What you need to do »
1. In the blog post, what width of blinds does the writer need?
2. Continue the blog post from its final sentence.

Start of Text segment

Thursday, June 16, 2011

I promise myself I wouldn't...

I promise myself I wouldn't write another ranting blog for a while.  However, it has been one of those weeks, so the ranting has been penned up and it must come out! 

Everything just is bothering me, and it all started this week.  This week has been particularly difficult at work.  The morale is low.  We are all bitching to each other about the atmosphere.  And just realizing that why am I in the situation I am in.

So these are my rants for this week:

  • When ordering blinds, why does it jump from 23" w to 27" w.  I need 26" in width.  Now it is going to cost me a lot more money to buy custom blinds.
  • Bath and Body works discontinuing 2 pack wallflowers and scents that I like.  They are discontinuing Sea Island Cotton and Sensual Amber.  There are a lot more scents they are discontinuing, but those two are the ones that stick out.  They will continue to sell single bulb wallflowers, and maybe eco-friendly, but is certainly not wallet friendly.  One bulb is $6, and they hardly ever go on sale.

End of Text segment
Start of Data for review

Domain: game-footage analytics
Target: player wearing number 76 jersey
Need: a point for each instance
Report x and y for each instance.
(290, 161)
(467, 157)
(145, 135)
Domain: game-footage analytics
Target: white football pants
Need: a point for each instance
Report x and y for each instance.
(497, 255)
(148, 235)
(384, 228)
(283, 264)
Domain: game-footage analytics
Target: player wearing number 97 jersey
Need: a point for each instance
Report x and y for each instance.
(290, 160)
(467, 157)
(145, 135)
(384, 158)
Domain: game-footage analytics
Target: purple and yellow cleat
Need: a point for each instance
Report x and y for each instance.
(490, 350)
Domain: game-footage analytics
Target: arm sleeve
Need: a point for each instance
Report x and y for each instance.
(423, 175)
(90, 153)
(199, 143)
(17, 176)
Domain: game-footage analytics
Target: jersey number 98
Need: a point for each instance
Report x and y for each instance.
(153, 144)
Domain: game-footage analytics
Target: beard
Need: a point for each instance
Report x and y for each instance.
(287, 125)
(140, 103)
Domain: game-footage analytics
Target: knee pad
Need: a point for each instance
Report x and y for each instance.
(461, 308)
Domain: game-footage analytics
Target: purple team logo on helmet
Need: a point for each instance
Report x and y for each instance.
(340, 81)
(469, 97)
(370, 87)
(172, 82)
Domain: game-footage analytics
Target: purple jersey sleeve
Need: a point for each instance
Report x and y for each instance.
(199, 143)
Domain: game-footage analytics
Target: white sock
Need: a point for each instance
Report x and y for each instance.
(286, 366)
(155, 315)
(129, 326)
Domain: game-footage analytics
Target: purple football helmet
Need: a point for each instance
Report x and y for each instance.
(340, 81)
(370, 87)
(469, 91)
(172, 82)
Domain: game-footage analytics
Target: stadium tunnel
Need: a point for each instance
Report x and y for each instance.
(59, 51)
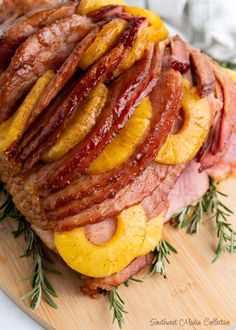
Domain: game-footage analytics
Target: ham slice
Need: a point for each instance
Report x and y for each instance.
(62, 77)
(129, 195)
(54, 125)
(42, 51)
(124, 199)
(86, 185)
(13, 36)
(204, 73)
(189, 188)
(92, 285)
(179, 58)
(218, 139)
(105, 12)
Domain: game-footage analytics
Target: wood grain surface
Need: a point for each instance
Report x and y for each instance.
(196, 295)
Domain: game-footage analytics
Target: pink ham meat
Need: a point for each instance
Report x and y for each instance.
(179, 58)
(218, 139)
(204, 73)
(44, 50)
(54, 125)
(62, 77)
(26, 25)
(227, 165)
(125, 198)
(189, 188)
(86, 185)
(132, 193)
(9, 8)
(105, 12)
(147, 150)
(92, 285)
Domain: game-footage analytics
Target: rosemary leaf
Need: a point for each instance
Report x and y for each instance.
(162, 252)
(117, 304)
(211, 206)
(41, 286)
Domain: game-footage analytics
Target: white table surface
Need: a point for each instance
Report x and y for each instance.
(11, 316)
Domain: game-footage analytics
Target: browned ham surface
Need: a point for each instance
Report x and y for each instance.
(218, 139)
(204, 73)
(61, 195)
(54, 125)
(91, 285)
(44, 50)
(26, 25)
(189, 188)
(63, 75)
(179, 58)
(105, 12)
(227, 164)
(130, 194)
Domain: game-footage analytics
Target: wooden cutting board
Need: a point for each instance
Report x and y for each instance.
(197, 293)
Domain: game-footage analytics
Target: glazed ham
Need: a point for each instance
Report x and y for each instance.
(91, 285)
(45, 50)
(23, 27)
(179, 59)
(62, 196)
(99, 72)
(204, 73)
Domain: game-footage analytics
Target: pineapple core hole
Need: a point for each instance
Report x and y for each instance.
(178, 123)
(101, 232)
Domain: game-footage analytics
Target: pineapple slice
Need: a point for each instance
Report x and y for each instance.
(104, 41)
(86, 6)
(153, 234)
(153, 18)
(183, 146)
(148, 34)
(231, 73)
(110, 257)
(80, 124)
(13, 128)
(124, 144)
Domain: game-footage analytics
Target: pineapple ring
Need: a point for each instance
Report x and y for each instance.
(153, 18)
(183, 146)
(110, 257)
(105, 40)
(12, 129)
(153, 235)
(124, 144)
(86, 6)
(80, 124)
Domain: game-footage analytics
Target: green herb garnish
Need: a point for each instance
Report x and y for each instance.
(117, 304)
(211, 207)
(162, 252)
(41, 286)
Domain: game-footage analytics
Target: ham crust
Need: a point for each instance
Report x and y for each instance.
(13, 36)
(91, 285)
(203, 73)
(62, 77)
(179, 58)
(54, 125)
(42, 51)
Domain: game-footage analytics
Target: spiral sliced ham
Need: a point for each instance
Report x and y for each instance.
(44, 50)
(26, 25)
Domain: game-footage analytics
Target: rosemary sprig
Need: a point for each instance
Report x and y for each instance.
(162, 252)
(117, 304)
(226, 235)
(41, 286)
(211, 206)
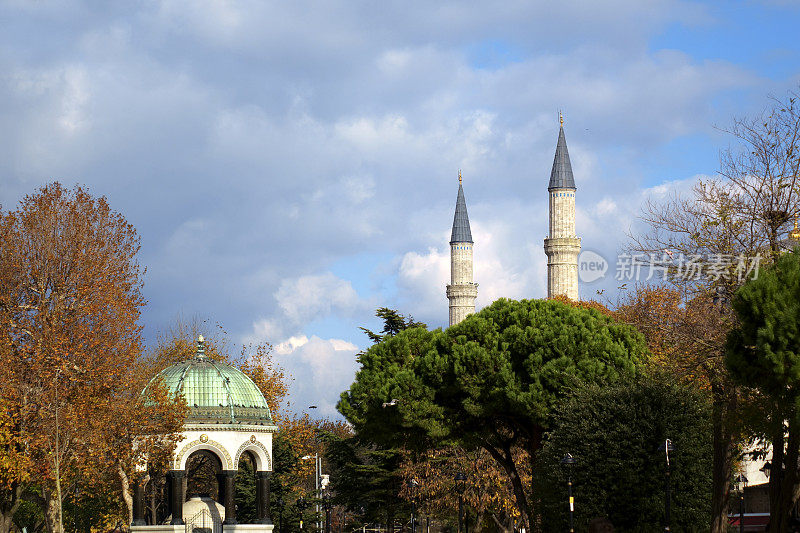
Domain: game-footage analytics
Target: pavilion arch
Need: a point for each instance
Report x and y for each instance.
(259, 451)
(212, 446)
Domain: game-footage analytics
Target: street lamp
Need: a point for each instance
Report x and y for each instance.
(739, 484)
(326, 503)
(667, 448)
(412, 484)
(461, 479)
(301, 505)
(317, 482)
(568, 462)
(280, 514)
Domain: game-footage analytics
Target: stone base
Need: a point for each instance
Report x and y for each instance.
(158, 529)
(226, 528)
(248, 528)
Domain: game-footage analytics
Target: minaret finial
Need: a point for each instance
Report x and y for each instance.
(201, 347)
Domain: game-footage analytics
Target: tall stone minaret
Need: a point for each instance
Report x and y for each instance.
(562, 246)
(462, 291)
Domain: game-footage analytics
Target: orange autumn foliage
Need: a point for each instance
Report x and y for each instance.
(70, 299)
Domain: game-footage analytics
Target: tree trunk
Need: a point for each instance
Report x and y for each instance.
(126, 493)
(777, 522)
(9, 503)
(506, 460)
(724, 448)
(50, 509)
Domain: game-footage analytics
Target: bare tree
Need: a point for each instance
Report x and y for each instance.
(747, 211)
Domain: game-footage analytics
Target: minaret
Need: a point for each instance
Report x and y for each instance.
(562, 246)
(462, 291)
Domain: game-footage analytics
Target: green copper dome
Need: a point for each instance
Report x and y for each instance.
(215, 392)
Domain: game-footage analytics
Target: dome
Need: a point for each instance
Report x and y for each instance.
(215, 392)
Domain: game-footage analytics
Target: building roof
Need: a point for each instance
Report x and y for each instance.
(215, 392)
(461, 231)
(561, 175)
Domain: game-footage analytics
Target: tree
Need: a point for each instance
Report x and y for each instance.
(488, 382)
(613, 432)
(393, 323)
(743, 213)
(70, 298)
(762, 352)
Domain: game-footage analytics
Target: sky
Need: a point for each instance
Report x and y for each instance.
(292, 166)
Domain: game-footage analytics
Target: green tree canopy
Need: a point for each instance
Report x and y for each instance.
(614, 432)
(764, 352)
(490, 381)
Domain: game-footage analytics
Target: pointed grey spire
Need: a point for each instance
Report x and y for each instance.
(461, 231)
(561, 175)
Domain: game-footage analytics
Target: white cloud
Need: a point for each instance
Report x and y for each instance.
(306, 298)
(293, 164)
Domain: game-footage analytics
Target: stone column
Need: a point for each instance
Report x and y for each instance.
(262, 497)
(138, 504)
(176, 498)
(229, 498)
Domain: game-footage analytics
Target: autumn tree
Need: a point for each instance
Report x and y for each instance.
(70, 298)
(712, 239)
(488, 382)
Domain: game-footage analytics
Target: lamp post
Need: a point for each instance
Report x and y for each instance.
(667, 447)
(568, 462)
(301, 505)
(317, 487)
(739, 484)
(280, 514)
(461, 480)
(412, 484)
(326, 503)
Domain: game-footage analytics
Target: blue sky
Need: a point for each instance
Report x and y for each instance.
(292, 166)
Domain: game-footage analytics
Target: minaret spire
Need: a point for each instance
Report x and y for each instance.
(461, 291)
(562, 246)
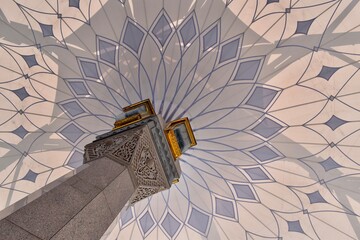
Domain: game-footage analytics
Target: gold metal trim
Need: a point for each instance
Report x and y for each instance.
(171, 138)
(173, 143)
(126, 121)
(173, 124)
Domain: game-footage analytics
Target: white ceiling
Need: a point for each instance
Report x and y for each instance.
(271, 87)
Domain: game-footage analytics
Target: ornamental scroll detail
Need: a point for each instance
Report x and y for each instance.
(136, 150)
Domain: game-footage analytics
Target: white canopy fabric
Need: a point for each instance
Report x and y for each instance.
(271, 88)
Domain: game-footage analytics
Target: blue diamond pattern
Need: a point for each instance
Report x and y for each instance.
(76, 159)
(133, 36)
(170, 225)
(243, 191)
(264, 153)
(315, 197)
(329, 164)
(30, 176)
(188, 31)
(79, 88)
(327, 72)
(73, 108)
(21, 93)
(256, 173)
(146, 222)
(267, 128)
(89, 69)
(294, 226)
(162, 30)
(261, 97)
(335, 122)
(229, 50)
(248, 70)
(30, 60)
(303, 26)
(224, 208)
(46, 30)
(210, 38)
(72, 132)
(107, 52)
(20, 132)
(198, 220)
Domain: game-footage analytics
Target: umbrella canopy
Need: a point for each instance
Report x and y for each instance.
(271, 88)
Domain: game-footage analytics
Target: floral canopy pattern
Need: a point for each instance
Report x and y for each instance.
(271, 88)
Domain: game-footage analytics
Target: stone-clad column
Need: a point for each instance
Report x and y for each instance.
(124, 166)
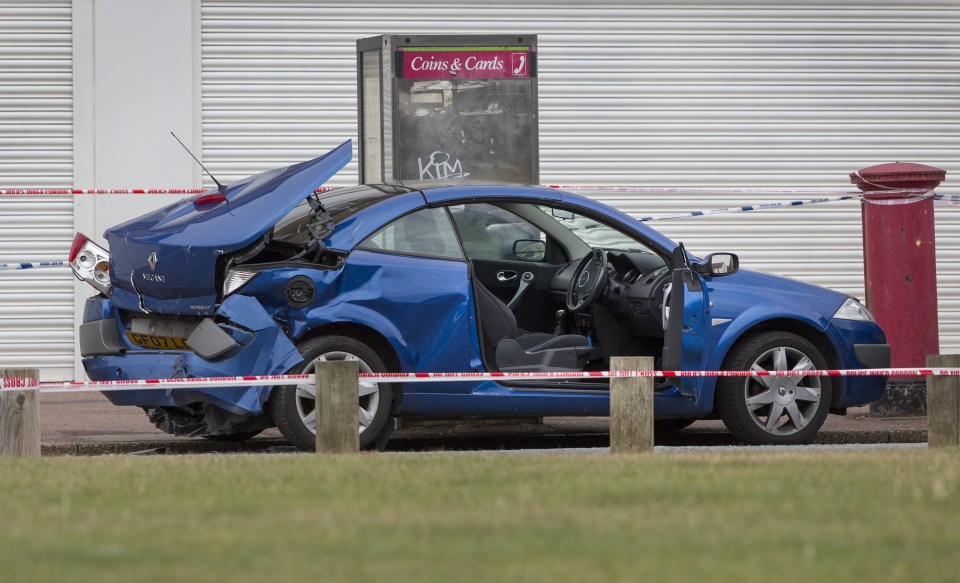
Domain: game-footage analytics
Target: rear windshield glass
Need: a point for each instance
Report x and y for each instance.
(340, 203)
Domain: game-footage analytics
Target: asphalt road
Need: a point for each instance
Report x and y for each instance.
(87, 424)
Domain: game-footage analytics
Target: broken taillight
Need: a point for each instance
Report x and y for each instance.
(210, 199)
(90, 263)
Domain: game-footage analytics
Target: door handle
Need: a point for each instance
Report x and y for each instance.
(525, 283)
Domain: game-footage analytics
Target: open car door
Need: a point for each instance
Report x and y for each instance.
(684, 321)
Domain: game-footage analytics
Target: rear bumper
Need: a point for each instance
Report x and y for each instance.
(261, 348)
(860, 345)
(873, 355)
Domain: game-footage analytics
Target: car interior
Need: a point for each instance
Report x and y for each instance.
(559, 291)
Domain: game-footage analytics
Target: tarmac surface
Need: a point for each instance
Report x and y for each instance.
(88, 424)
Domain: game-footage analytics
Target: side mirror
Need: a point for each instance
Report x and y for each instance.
(530, 250)
(718, 264)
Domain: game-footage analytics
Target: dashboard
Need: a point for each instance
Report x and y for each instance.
(635, 288)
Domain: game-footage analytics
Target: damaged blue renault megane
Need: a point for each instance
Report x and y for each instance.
(266, 276)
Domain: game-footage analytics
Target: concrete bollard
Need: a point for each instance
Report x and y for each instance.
(631, 406)
(943, 403)
(19, 415)
(337, 389)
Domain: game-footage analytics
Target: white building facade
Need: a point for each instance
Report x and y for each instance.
(725, 94)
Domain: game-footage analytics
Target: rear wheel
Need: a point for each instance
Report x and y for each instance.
(781, 410)
(294, 407)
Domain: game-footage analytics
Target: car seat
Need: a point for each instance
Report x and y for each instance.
(511, 351)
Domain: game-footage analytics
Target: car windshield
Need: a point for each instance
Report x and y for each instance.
(594, 233)
(339, 204)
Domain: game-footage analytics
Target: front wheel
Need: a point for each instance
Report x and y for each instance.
(775, 410)
(294, 407)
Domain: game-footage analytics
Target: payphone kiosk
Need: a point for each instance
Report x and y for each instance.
(448, 108)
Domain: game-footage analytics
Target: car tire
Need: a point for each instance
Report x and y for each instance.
(800, 404)
(293, 406)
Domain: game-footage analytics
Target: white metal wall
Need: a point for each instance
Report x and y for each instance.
(36, 149)
(735, 94)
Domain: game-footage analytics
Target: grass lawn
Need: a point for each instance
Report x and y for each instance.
(891, 515)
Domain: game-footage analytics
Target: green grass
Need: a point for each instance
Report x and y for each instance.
(755, 516)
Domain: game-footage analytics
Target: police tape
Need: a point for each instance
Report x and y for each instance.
(71, 191)
(8, 384)
(845, 195)
(32, 265)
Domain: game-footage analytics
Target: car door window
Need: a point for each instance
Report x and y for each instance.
(425, 232)
(489, 232)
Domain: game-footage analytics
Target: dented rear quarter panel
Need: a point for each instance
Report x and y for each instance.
(420, 305)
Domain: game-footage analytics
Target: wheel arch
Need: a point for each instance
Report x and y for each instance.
(371, 338)
(806, 331)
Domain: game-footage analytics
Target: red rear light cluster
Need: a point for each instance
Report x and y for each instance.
(90, 263)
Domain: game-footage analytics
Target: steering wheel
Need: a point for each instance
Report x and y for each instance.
(588, 281)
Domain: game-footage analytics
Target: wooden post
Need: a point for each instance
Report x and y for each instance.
(631, 406)
(337, 394)
(943, 403)
(19, 416)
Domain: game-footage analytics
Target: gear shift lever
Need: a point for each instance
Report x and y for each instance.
(561, 318)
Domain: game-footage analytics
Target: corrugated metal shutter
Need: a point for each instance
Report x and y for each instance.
(36, 149)
(738, 94)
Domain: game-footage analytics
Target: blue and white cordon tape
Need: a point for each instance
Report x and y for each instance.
(32, 265)
(844, 195)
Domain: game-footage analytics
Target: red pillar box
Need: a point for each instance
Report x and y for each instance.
(900, 271)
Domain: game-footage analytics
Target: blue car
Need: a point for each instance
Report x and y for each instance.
(266, 276)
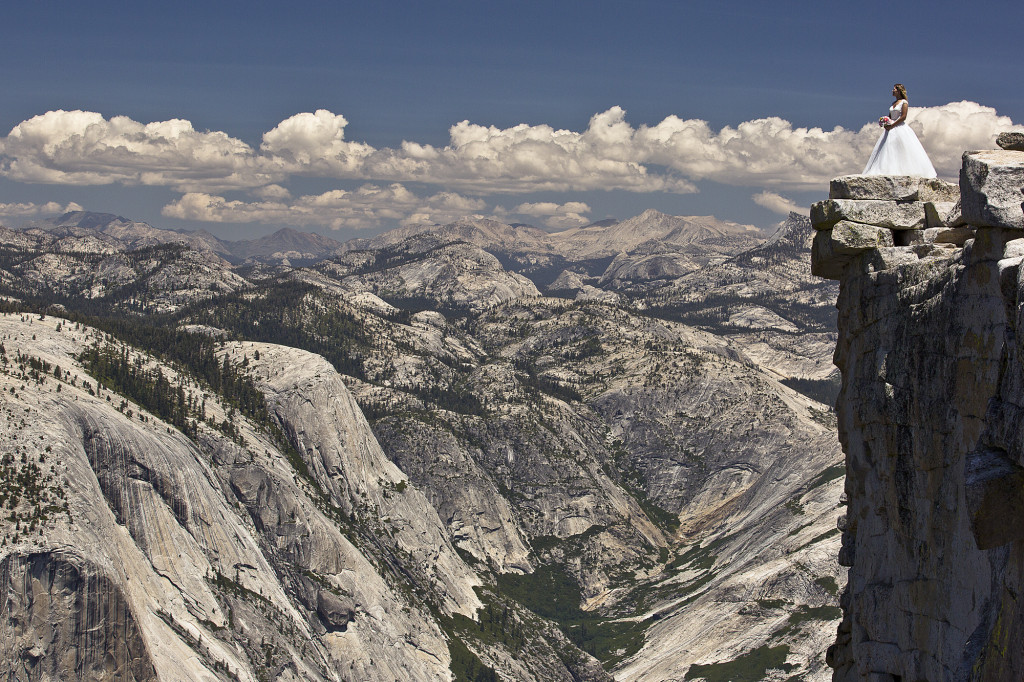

End of Data for review

Answers to the problems »
1. 26 inches

2.
  • Not getting any return phone calls from my doctors.  My temporary general doctor needs to see my progress on a medication I have been on since 2005.  Really?  Just so you can see me for five minutes, charge me a $20 co-pay only to write out the prescription wrong.  Granted my prescription plan is horrible now; the script has to written out in 90 day increments, or it will be more expensive if it is written out for 30 days. I told my doctor this and didn't check when I left only to be told when filling my prescription.  I don't know why he can't write it out for a year.  He wrote out for 5 months. Why???  So I called the office today to let him know he needs to rewrite the script out but I won't hold my breath waiting for a callback.  Same with my Gynecologist.  I need to find a replacement but for the time being I need her to provide me with the prescription she was supposed to write me back for my annual in April.  She gave me the samples, but not the script.  Well I am coming close to using up my samples and call her to let her know I need the script she never provided, only to not get a callback after leaving two messages.  
  • To micro-managing.  Instead of telling us that there things to do even though we are completely swamped, why not pitch in and be a team player.
  • About people who don't want to do their job.  We are the front line so deal with every nut, crazy, stupid, and clueless person.  When someone calls and requests to speak to someone specifically and when you call them to let them know, and they hem and haw before taking the call.  God forbid you might have to lift a finger and do your job.
  • About realizing I feel like I don't have a career direction.  I do but I am afraid I am not doing anything to be able to advance.  I am wondering where I can go from here???
I know there were more, but these are the ones just swirling around my head for the past few days.